# Request
Collect every line of the material below that contains the word "query".

[Pointing dataset excerpts]
══════════
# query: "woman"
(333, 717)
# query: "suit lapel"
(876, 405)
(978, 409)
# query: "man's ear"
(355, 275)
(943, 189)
══════════
# Answer to this task
# query: "woman"
# query: "suit lapel"
# query: "man's ear"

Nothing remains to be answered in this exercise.